▸ **WHAT YOU HAVE TO DO**: Look through the listing below and say how many lines contain the word "trunk". Nothing else belongs in the reply.

▸ **WORKING DATA**:
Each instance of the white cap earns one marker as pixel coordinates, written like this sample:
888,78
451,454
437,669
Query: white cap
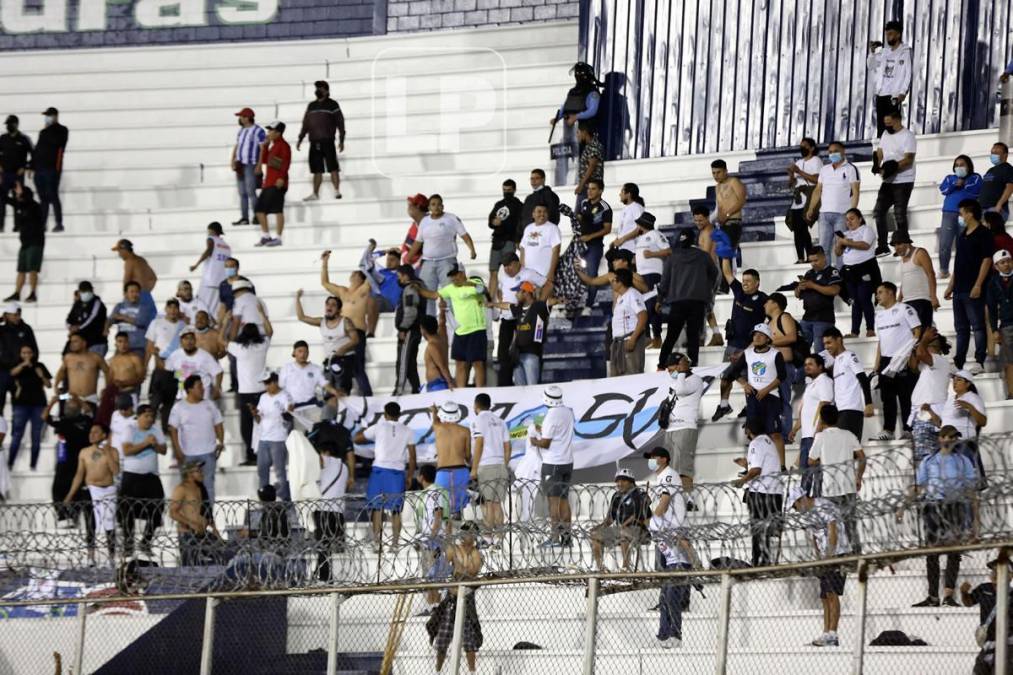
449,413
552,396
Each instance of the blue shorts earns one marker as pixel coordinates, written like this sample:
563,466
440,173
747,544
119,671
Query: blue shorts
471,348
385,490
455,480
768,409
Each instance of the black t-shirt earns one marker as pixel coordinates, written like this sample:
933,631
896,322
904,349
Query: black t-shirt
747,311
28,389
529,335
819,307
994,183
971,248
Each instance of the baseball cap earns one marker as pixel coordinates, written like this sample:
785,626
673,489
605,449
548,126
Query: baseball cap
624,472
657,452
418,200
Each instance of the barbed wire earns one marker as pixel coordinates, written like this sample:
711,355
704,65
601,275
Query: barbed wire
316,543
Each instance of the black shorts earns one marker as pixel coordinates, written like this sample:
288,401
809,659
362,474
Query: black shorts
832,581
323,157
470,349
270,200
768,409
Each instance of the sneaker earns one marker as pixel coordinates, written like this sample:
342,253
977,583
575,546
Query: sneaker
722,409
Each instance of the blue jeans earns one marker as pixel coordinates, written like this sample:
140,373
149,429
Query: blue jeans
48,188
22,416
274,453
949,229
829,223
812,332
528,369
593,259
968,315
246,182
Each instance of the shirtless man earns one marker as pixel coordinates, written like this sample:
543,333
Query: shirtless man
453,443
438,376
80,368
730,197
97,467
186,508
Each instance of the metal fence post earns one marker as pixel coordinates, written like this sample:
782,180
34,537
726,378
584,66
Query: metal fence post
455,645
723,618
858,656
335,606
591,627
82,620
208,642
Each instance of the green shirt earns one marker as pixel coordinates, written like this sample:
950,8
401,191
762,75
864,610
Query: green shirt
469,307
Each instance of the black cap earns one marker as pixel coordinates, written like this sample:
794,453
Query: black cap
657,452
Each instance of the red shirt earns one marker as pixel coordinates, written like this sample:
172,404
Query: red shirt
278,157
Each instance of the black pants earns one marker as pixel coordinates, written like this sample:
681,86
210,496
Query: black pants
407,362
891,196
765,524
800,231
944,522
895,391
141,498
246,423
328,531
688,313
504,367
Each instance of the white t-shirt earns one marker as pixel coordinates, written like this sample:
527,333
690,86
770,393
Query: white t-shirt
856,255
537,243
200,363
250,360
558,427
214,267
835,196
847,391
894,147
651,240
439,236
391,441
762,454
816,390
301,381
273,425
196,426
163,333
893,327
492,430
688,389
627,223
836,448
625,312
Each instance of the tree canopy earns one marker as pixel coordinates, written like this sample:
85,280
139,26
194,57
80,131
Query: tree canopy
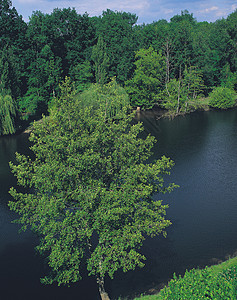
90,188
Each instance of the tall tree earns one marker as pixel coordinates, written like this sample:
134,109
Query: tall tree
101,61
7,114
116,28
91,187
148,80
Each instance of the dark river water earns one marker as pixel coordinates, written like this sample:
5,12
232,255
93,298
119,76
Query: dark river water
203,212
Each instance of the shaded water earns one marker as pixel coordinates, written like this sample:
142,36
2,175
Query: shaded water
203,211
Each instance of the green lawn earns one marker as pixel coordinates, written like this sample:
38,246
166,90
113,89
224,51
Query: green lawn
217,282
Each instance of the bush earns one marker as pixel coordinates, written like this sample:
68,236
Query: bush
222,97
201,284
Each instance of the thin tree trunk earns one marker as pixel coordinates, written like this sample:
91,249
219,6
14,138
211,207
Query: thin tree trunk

* * *

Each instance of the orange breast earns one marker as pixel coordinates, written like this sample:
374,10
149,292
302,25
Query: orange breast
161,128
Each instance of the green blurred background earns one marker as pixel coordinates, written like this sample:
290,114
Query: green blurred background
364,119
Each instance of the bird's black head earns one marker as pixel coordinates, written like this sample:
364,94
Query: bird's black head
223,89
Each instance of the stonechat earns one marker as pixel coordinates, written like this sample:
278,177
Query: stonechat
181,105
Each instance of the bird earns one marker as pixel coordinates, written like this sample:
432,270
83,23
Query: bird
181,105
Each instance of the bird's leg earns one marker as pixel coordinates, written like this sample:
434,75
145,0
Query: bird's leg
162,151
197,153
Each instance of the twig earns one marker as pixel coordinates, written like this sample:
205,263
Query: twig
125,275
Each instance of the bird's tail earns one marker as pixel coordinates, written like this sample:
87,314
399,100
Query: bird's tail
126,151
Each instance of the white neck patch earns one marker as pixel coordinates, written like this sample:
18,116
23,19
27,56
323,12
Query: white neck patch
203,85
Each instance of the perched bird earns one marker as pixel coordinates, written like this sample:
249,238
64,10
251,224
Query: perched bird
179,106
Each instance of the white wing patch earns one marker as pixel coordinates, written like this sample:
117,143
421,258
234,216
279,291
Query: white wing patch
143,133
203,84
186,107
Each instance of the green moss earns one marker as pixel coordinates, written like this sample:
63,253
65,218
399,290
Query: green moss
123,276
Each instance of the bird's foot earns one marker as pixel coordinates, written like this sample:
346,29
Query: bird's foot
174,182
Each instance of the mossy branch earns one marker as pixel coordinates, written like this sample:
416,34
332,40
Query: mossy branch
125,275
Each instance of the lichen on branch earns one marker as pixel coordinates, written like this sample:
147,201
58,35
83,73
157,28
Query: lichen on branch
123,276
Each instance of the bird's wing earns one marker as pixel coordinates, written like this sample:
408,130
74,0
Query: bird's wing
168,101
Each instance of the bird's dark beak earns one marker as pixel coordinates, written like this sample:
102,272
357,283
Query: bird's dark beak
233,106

--

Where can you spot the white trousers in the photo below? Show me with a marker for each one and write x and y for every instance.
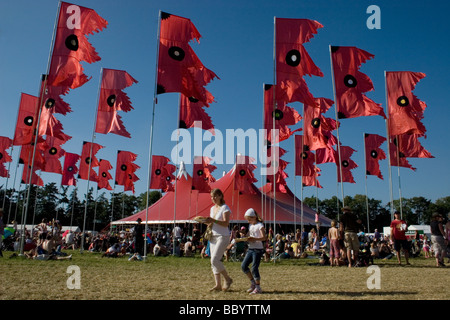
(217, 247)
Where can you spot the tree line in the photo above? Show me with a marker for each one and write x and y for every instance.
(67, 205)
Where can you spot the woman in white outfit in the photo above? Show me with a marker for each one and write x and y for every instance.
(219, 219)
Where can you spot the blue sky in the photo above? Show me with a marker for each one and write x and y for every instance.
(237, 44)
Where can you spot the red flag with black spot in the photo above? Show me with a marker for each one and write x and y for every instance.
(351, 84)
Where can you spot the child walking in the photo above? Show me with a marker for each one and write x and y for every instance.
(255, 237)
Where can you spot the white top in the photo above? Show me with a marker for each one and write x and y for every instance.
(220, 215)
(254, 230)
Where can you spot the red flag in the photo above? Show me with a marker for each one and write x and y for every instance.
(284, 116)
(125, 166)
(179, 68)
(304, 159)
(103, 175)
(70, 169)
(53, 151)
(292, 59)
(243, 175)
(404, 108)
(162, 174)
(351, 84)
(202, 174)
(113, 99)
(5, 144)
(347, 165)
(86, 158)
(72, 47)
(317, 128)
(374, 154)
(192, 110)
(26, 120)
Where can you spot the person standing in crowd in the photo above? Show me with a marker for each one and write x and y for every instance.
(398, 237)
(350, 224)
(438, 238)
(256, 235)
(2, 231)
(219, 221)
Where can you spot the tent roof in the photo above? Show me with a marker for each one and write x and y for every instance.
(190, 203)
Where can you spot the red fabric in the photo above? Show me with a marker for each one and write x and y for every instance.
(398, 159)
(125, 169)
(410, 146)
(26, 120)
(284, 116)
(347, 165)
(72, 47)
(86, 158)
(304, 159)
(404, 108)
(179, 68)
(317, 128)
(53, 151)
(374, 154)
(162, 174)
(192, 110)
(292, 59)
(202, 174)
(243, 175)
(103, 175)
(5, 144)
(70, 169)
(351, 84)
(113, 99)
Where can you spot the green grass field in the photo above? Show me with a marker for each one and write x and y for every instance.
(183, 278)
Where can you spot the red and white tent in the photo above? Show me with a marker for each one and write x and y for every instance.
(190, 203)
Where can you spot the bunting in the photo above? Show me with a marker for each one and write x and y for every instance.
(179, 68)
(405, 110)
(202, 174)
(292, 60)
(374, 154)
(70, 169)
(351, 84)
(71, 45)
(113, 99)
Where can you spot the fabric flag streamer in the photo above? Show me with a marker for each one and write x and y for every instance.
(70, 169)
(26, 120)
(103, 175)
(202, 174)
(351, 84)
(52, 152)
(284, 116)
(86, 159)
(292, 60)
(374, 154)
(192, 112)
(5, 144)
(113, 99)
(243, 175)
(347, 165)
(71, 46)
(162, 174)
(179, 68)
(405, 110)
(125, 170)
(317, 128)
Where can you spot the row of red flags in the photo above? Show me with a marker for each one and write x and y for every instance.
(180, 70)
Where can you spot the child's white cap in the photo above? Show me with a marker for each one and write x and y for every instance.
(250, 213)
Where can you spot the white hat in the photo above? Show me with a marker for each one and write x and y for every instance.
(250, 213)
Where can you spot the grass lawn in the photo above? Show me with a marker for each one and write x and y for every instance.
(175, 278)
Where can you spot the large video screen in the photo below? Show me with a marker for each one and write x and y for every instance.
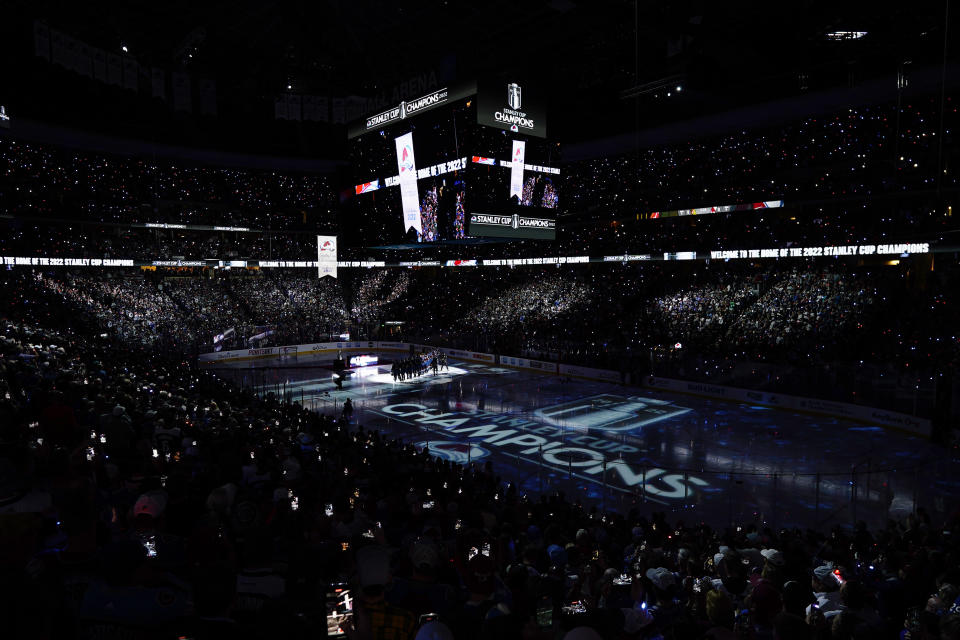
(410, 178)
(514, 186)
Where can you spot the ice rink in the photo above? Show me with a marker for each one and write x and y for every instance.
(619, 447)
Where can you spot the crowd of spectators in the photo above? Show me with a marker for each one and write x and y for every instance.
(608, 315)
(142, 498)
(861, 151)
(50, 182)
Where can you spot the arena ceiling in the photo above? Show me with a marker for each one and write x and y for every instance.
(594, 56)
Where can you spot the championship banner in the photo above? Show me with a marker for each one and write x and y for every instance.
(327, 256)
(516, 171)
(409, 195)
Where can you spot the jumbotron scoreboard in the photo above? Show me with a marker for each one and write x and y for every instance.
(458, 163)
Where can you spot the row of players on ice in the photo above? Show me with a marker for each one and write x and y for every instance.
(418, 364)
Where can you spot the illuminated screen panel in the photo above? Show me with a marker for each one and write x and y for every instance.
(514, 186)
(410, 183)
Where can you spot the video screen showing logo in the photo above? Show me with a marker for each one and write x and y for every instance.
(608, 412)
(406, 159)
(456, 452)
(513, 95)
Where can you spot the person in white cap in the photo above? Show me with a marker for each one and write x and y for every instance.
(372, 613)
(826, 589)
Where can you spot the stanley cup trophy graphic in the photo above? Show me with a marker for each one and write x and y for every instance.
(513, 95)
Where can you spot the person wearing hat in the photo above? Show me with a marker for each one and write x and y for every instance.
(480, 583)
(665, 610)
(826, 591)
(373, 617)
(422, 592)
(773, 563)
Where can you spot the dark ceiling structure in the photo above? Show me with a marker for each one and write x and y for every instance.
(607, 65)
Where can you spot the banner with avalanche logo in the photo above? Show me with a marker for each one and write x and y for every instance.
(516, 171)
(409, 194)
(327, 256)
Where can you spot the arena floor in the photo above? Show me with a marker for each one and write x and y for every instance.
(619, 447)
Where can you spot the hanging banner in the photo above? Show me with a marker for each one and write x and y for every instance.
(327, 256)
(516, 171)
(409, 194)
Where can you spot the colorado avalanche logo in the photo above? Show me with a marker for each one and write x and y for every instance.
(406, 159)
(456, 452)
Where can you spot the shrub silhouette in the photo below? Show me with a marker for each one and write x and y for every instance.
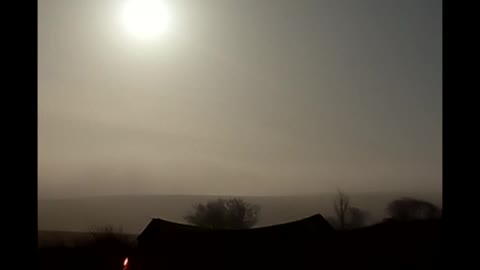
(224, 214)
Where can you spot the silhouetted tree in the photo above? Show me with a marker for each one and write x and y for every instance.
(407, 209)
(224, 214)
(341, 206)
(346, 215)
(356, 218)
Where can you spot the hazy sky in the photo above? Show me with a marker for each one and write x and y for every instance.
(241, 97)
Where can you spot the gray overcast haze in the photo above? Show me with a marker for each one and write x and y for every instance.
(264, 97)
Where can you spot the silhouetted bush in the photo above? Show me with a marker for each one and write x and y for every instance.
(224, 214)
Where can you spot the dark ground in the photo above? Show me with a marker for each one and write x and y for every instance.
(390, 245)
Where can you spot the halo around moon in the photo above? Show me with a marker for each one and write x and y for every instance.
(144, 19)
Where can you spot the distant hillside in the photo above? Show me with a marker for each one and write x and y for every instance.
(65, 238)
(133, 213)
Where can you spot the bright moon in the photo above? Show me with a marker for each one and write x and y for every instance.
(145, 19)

▸ **RESULT**: 2